◆ **Listed records**:

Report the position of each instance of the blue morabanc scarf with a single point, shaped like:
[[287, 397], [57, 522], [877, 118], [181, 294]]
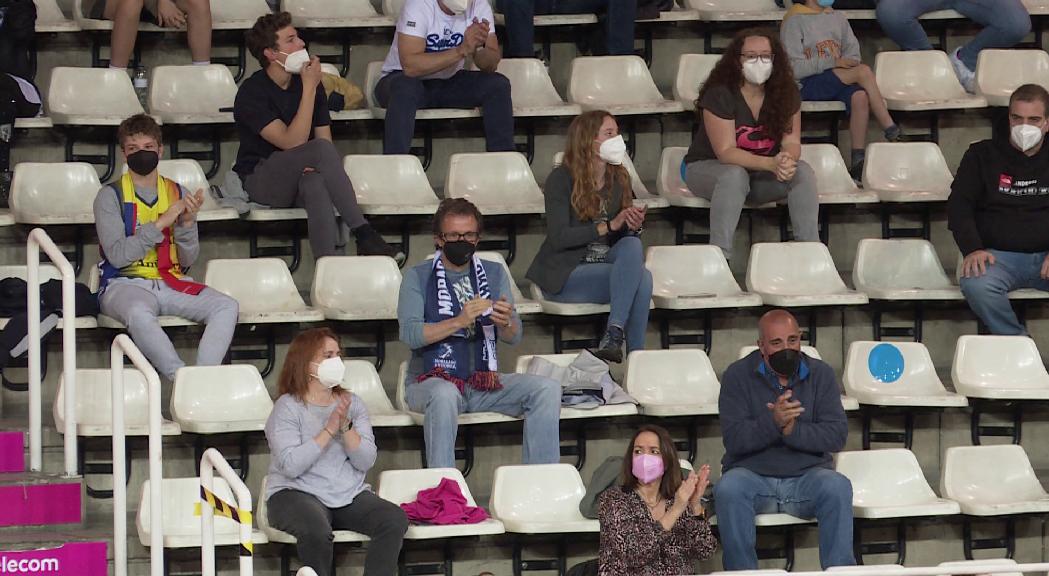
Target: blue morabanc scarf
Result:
[[449, 359]]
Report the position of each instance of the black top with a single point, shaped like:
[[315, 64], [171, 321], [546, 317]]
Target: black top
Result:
[[1000, 198], [259, 102], [729, 104], [566, 236]]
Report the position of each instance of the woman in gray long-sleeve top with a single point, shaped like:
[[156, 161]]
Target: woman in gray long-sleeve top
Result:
[[321, 447]]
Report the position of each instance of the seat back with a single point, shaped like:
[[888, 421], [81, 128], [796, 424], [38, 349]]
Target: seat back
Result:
[[492, 179], [544, 492], [191, 89], [987, 362], [792, 269], [884, 477], [258, 284], [692, 72], [917, 76], [669, 377], [832, 176], [54, 192], [91, 92], [898, 368], [600, 81], [389, 179], [906, 167], [989, 474], [898, 264], [690, 271], [214, 395], [362, 285]]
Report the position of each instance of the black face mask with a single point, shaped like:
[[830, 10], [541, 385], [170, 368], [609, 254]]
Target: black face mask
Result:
[[458, 253], [143, 162], [786, 362]]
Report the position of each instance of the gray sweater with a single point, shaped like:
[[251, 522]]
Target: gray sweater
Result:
[[334, 474], [814, 40]]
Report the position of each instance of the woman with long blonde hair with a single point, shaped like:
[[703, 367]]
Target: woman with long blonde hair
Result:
[[593, 252]]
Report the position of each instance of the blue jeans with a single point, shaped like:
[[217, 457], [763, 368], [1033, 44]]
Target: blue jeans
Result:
[[988, 295], [536, 398], [820, 493], [403, 96], [622, 281], [618, 17], [1005, 23]]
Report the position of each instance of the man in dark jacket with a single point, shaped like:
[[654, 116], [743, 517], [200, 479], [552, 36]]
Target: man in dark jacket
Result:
[[782, 418], [998, 211]]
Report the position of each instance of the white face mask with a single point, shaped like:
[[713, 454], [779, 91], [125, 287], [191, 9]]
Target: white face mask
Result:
[[457, 6], [329, 371], [296, 61], [756, 71], [613, 150], [1025, 136]]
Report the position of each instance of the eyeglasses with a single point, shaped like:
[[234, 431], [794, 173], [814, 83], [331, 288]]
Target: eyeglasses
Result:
[[456, 236], [753, 58]]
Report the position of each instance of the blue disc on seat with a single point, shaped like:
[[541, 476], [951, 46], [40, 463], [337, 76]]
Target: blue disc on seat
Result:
[[885, 363]]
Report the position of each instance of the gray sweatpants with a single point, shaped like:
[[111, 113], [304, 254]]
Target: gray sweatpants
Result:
[[281, 180], [728, 187], [136, 302]]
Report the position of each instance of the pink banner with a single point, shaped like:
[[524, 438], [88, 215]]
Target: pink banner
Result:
[[12, 452], [68, 559]]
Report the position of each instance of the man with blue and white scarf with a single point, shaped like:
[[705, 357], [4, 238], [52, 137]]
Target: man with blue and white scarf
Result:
[[453, 311]]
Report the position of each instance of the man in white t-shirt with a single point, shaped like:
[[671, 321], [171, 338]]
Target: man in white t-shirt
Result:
[[425, 69]]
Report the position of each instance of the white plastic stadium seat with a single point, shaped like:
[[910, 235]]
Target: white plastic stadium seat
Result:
[[1004, 367], [90, 97], [992, 481], [356, 288], [918, 384], [901, 270], [180, 523], [692, 72], [906, 172], [192, 94], [672, 383], [532, 91], [54, 193], [606, 410], [375, 71], [833, 183], [403, 486], [362, 379], [921, 80], [890, 484], [999, 72], [279, 536], [464, 419], [694, 277], [94, 395], [620, 84], [498, 183], [390, 185], [263, 288], [540, 498], [797, 274], [214, 400]]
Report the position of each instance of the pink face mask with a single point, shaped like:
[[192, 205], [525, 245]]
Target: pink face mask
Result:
[[647, 468]]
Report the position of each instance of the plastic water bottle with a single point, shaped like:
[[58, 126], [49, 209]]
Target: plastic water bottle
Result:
[[141, 82]]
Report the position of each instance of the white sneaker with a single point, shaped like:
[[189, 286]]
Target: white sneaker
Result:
[[965, 76]]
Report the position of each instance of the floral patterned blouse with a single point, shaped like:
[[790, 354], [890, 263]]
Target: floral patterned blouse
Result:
[[633, 544]]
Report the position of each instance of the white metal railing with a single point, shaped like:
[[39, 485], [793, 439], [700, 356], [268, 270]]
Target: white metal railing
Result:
[[211, 461], [124, 346], [39, 239]]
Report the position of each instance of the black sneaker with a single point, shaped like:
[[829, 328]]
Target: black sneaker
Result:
[[370, 243], [611, 348]]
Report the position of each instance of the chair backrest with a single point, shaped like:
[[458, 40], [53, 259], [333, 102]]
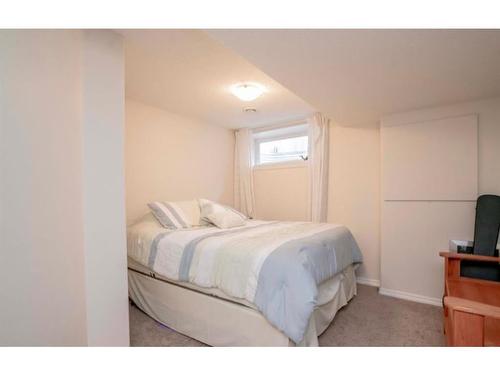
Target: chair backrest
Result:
[[485, 239], [487, 225]]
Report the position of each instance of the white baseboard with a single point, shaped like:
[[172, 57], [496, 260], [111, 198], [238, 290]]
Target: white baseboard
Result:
[[411, 296], [370, 282]]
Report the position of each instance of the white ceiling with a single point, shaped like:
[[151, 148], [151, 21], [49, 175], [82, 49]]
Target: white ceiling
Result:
[[189, 73], [357, 76]]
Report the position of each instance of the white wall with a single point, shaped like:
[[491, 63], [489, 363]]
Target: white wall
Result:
[[414, 232], [170, 157], [42, 254], [104, 188], [353, 193], [49, 124]]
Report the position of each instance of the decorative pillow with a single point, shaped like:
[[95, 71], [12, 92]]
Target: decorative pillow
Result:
[[176, 215], [220, 215]]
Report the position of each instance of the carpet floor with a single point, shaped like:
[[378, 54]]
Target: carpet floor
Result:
[[370, 319]]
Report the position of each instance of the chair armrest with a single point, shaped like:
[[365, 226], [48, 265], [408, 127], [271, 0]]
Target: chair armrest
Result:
[[472, 257]]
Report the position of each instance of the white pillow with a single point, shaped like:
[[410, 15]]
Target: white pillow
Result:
[[220, 215], [226, 219], [176, 215]]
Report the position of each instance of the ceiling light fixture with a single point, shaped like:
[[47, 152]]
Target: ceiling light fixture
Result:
[[247, 91]]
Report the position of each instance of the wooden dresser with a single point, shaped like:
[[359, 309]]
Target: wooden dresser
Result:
[[471, 306]]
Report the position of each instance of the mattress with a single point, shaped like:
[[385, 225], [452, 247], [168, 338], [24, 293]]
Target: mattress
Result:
[[284, 270], [326, 291]]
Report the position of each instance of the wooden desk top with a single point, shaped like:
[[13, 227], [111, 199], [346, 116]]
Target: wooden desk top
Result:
[[461, 256]]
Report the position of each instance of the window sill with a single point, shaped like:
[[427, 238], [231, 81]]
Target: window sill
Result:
[[282, 165]]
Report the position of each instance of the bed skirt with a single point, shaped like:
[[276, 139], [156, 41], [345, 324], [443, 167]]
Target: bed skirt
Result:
[[219, 322]]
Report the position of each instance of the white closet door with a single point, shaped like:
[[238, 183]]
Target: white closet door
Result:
[[429, 188]]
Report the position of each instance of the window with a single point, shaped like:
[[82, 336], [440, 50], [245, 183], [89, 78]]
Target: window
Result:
[[288, 144]]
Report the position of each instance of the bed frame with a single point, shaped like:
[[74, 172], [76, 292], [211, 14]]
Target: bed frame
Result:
[[218, 321]]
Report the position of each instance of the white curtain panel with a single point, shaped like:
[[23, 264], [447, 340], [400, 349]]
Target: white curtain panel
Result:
[[244, 197], [318, 166]]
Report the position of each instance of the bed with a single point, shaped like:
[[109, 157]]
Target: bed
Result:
[[266, 283]]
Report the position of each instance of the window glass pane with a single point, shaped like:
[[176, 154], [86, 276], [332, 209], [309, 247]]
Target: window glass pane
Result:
[[287, 149]]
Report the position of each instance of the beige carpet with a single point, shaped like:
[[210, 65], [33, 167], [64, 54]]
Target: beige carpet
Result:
[[370, 319]]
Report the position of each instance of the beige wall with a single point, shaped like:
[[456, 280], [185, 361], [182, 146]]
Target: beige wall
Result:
[[354, 185], [61, 141], [170, 157], [354, 190], [282, 193], [414, 232], [104, 188]]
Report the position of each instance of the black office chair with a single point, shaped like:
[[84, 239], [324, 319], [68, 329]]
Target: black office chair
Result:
[[485, 239]]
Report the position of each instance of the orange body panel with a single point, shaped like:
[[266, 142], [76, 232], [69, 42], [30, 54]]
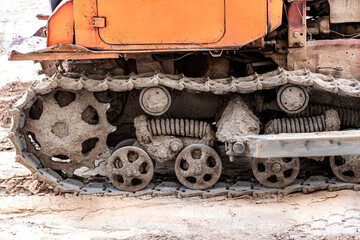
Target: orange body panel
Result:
[[61, 25], [162, 21], [171, 25], [275, 14]]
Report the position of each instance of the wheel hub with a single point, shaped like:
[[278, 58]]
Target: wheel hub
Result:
[[130, 168], [198, 166], [276, 167], [67, 130]]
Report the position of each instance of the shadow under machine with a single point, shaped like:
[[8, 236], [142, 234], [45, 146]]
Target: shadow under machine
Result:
[[191, 85]]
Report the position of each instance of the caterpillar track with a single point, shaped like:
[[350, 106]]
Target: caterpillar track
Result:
[[59, 171]]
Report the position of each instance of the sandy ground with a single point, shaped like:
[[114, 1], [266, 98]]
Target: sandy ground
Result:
[[29, 211]]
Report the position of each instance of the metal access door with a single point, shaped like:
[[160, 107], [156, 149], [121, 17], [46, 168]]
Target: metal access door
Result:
[[138, 22]]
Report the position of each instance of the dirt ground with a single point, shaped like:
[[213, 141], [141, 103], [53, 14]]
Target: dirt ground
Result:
[[28, 210]]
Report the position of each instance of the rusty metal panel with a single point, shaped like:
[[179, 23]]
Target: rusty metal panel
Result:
[[297, 24], [162, 21], [303, 144], [34, 48], [275, 8], [61, 25], [246, 21], [344, 11]]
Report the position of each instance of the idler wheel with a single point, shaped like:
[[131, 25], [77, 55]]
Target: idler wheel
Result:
[[130, 169], [66, 130], [346, 168], [198, 167], [276, 172], [292, 99]]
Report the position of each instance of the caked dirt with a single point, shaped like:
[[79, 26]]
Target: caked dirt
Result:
[[31, 210]]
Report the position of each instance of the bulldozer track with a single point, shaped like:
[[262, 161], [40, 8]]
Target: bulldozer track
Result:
[[76, 82]]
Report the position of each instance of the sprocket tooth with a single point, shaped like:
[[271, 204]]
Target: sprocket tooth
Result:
[[69, 83], [13, 139], [143, 82], [121, 85], [25, 163], [22, 102], [45, 86], [95, 85]]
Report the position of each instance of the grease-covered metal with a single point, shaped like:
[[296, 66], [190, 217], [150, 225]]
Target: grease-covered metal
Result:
[[76, 82]]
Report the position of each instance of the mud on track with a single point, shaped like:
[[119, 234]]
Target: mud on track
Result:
[[30, 210]]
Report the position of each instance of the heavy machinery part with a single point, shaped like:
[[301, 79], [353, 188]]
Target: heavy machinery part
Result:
[[348, 117], [300, 144], [155, 101], [344, 12], [236, 120], [54, 4], [60, 119], [292, 99], [198, 167], [124, 143], [157, 136], [180, 25], [256, 145], [130, 169], [179, 127], [328, 122], [346, 168], [276, 172]]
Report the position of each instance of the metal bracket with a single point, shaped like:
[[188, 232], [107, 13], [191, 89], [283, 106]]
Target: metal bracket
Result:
[[334, 143]]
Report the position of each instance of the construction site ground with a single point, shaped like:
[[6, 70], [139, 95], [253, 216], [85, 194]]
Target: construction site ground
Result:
[[29, 210]]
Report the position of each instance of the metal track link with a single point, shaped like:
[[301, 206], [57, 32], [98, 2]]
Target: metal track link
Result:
[[248, 84]]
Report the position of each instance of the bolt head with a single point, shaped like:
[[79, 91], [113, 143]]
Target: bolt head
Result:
[[129, 172], [176, 145], [238, 148]]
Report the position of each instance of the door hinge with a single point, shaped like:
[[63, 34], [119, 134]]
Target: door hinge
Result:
[[99, 22]]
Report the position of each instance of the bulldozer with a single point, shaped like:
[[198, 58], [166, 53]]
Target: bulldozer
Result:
[[132, 85]]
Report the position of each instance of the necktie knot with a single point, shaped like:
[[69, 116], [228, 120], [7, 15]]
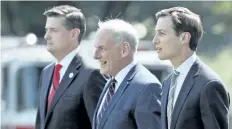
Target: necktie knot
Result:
[[58, 67], [112, 86], [56, 78]]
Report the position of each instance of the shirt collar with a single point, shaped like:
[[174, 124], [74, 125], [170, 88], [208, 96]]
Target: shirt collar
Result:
[[68, 58], [122, 74], [187, 64]]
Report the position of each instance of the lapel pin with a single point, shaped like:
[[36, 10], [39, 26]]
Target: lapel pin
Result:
[[70, 75]]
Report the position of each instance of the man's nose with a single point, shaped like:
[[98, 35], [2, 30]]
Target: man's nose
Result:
[[155, 40], [96, 54]]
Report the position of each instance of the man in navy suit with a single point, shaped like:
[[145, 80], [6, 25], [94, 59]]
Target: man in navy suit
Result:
[[131, 97], [69, 87], [193, 96]]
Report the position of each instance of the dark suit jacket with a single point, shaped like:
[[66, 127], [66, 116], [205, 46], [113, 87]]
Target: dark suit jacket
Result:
[[202, 103], [136, 103], [75, 100]]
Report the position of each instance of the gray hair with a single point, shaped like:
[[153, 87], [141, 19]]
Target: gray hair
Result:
[[121, 32]]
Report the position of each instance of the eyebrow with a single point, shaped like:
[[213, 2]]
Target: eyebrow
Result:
[[160, 30]]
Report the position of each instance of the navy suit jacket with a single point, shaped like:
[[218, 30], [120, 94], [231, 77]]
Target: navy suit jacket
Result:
[[75, 100], [203, 101], [136, 103]]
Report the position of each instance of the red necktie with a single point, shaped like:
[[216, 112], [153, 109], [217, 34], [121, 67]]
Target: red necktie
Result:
[[56, 79]]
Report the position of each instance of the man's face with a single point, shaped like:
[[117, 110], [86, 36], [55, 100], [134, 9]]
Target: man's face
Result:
[[168, 44], [57, 36], [107, 53]]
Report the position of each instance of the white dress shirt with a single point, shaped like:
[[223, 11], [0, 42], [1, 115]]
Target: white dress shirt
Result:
[[65, 62], [183, 69], [119, 78]]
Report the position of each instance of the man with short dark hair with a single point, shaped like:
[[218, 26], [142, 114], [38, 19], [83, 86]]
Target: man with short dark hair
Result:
[[193, 96], [69, 88]]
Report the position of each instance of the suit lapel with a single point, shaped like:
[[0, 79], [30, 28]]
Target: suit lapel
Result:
[[164, 100], [126, 81], [185, 89], [47, 75], [65, 82]]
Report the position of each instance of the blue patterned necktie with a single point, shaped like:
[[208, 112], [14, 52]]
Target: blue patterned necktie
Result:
[[109, 94], [171, 97]]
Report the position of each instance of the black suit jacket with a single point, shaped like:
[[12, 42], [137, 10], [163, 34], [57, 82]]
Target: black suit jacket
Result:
[[203, 101], [75, 100], [135, 104]]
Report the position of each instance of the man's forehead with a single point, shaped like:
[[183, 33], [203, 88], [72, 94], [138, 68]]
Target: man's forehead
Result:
[[163, 24], [54, 21]]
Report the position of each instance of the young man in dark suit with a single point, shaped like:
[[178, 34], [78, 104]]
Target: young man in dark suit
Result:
[[69, 88], [193, 96], [131, 97]]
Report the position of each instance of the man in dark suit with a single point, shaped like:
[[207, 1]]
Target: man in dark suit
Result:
[[193, 96], [69, 88], [131, 97]]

◆ **Task to complete**:
Render the material above, from the line containing "Report the position of each instance of the red" down through the line containing "[[193, 96], [69, 88]]", as a Markdown table with the columns Row and Text. Put a running row number under Row and each line under Text, leaving out any blank lines.

◆ **Result of this task**:
| Row | Text |
|---|---|
| 1 | Report the position of each instance of the red necktie with a single point, shaped like: |
| 2 | [[216, 112], [153, 109], [217, 34], [121, 67]] |
| 3 | Target: red necktie |
| 4 | Result: |
| 5 | [[56, 79]] |
| 6 | Report the position of each instance of the man's face with a single point, shaped like: |
| 7 | [[117, 110], [86, 36], [55, 100], [134, 9]] |
| 8 | Target: man's face |
| 9 | Result: |
| 10 | [[168, 44], [57, 36], [107, 53]] |
| 11 | Report the position of each instance of the white dress shirt with a single point, shaped like: |
| 12 | [[223, 11], [0, 42], [1, 115]] |
| 13 | Target: white dress shirt |
| 14 | Result: |
| 15 | [[65, 62], [183, 69], [119, 78]] |
| 16 | Report the position of each instance of the man with short dark hair with a single point, shaped like: |
| 17 | [[218, 26], [142, 114], [38, 19], [83, 86]] |
| 18 | Target: man with short dark hair |
| 19 | Result: |
| 20 | [[193, 96], [69, 88]] |